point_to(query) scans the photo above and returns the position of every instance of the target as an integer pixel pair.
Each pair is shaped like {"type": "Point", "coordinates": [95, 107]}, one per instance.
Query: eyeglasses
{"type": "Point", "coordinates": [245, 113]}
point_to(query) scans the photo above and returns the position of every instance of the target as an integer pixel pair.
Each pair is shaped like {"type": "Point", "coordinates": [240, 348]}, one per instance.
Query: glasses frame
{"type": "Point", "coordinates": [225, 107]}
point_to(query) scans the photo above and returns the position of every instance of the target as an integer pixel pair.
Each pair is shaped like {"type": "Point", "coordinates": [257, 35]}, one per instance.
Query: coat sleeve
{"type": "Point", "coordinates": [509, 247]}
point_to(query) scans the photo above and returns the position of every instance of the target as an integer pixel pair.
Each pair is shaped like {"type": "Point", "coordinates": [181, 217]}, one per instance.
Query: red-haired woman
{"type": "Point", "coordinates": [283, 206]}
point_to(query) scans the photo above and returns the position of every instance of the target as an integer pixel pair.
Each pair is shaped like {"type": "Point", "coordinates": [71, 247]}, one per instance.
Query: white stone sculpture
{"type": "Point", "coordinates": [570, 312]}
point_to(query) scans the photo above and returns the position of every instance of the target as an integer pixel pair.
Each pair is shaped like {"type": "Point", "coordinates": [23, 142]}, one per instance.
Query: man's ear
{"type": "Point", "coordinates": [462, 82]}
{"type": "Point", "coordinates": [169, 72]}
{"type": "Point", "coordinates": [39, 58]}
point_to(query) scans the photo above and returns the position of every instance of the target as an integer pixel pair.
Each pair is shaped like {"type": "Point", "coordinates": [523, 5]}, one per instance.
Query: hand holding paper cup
:::
**Requirement**
Copy each record from above without leaving any out.

**Solution to the exercise**
point_to(query) scans the photo above and returns the position of every instance of the target as an integer pixel pair.
Each pair is shaped like {"type": "Point", "coordinates": [95, 107]}, one per instance.
Query: eyeglasses
{"type": "Point", "coordinates": [245, 113]}
point_to(query) scans the photo above and returns the position of every instance of the target as an integer pixel pair.
Each pair is shaped like {"type": "Point", "coordinates": [240, 348]}, one per instance.
Query: glasses frame
{"type": "Point", "coordinates": [225, 107]}
point_to(query) scans the photo above and returns the position of every instance of the target as an integer pixel pair.
Each pair is shaped like {"type": "Point", "coordinates": [257, 35]}, one per instance.
Query: coat sleeve
{"type": "Point", "coordinates": [509, 247]}
point_to(query) scans the photo above and returns the position of every instance of the target as an integer pixel pair.
Each pair is shaped like {"type": "Point", "coordinates": [181, 217]}, one per instance.
Query: red-haired woman
{"type": "Point", "coordinates": [283, 206]}
point_to(query) scans the photo above and returns the position of every instance of the target as an integer pixel pair.
Each pair is shaped like {"type": "Point", "coordinates": [71, 247]}, one per instance.
Query: white stone sculpture
{"type": "Point", "coordinates": [570, 312]}
point_to(query) scans the photo above and returns the position of every instance of the target as an integer pixel pair.
Each pair is shaped like {"type": "Point", "coordinates": [23, 142]}, one per instance.
Query: man's ear
{"type": "Point", "coordinates": [462, 82]}
{"type": "Point", "coordinates": [169, 72]}
{"type": "Point", "coordinates": [39, 58]}
point_to(query) scans the photo above and returns the position of every instance of the target as an integer pixel pair.
Each pair is shaped like {"type": "Point", "coordinates": [523, 5]}, one per instance.
Query: hand holding paper cup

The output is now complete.